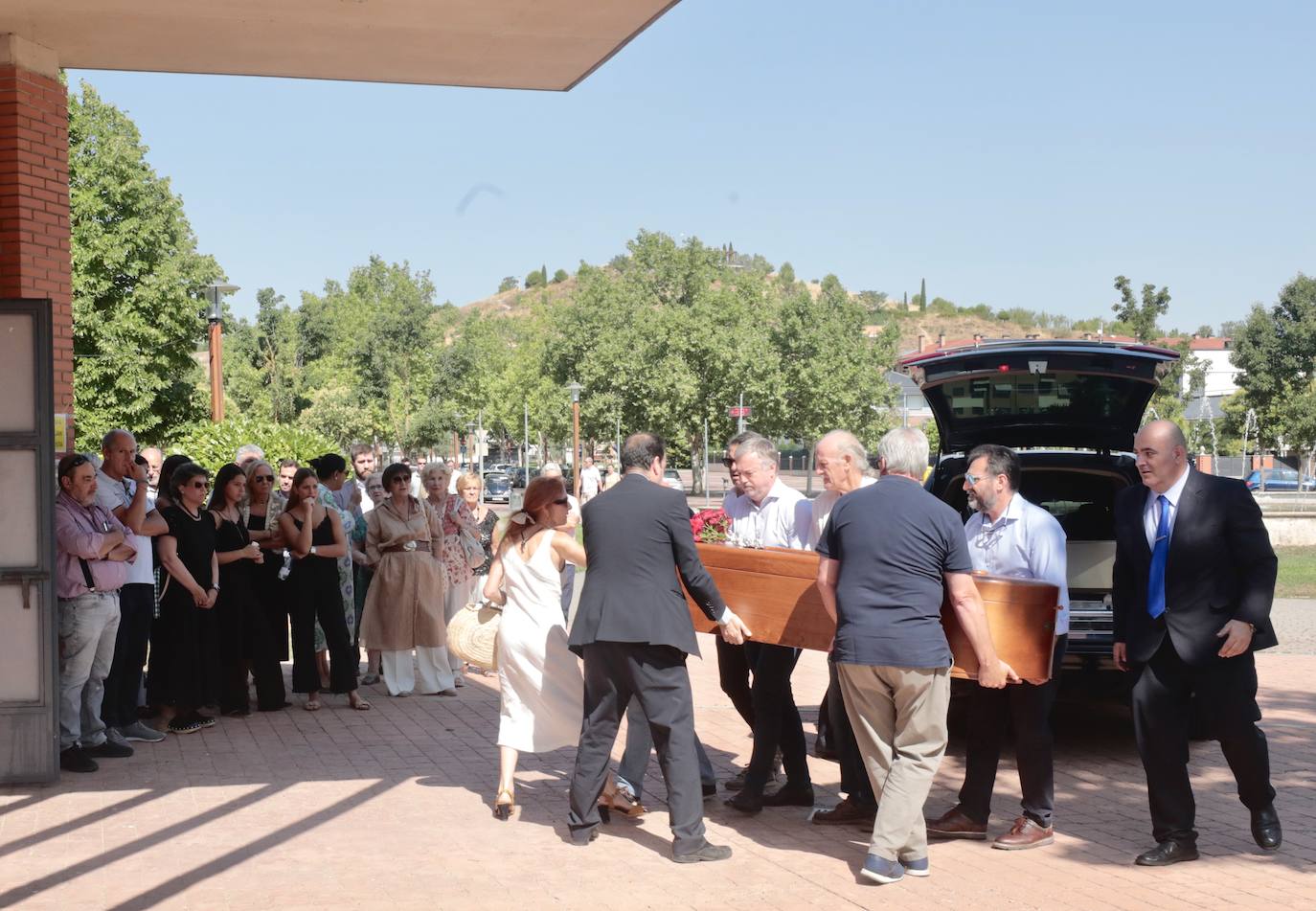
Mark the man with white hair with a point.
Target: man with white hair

-- -- --

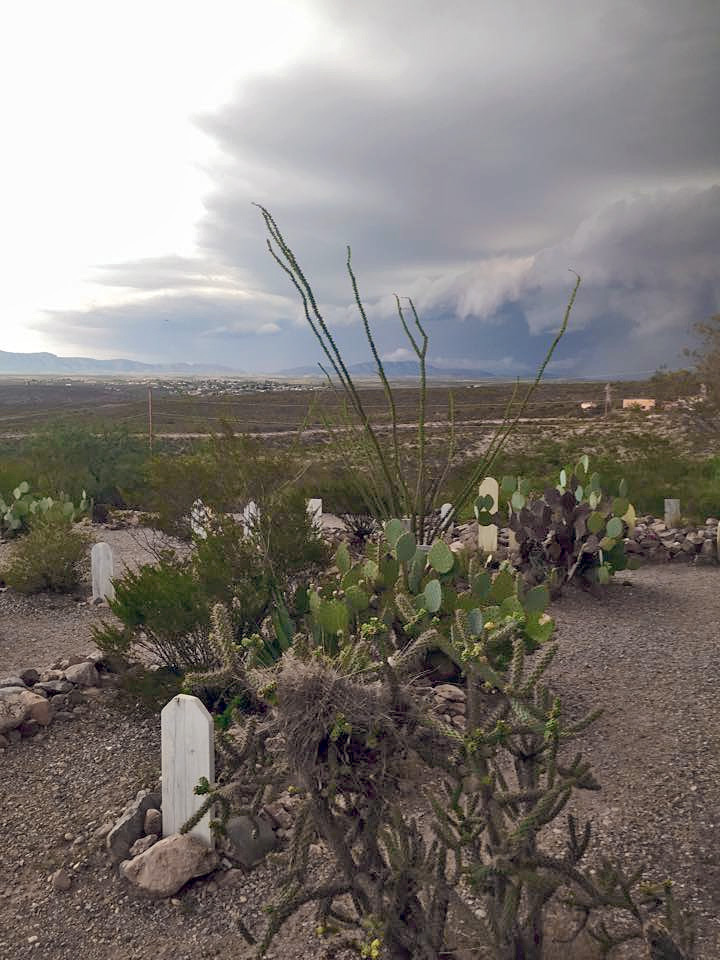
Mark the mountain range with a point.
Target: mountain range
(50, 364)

-- -- --

- [Exercise description]: The required answer is the run of lines above, starting at the line with "Mark the man with white hair with a point." and ending at the line with "Target: man with white hair", reproduced exactly with both ends.

- [Task response]:
Mark the man with white hair with a point.
Target: man with white hair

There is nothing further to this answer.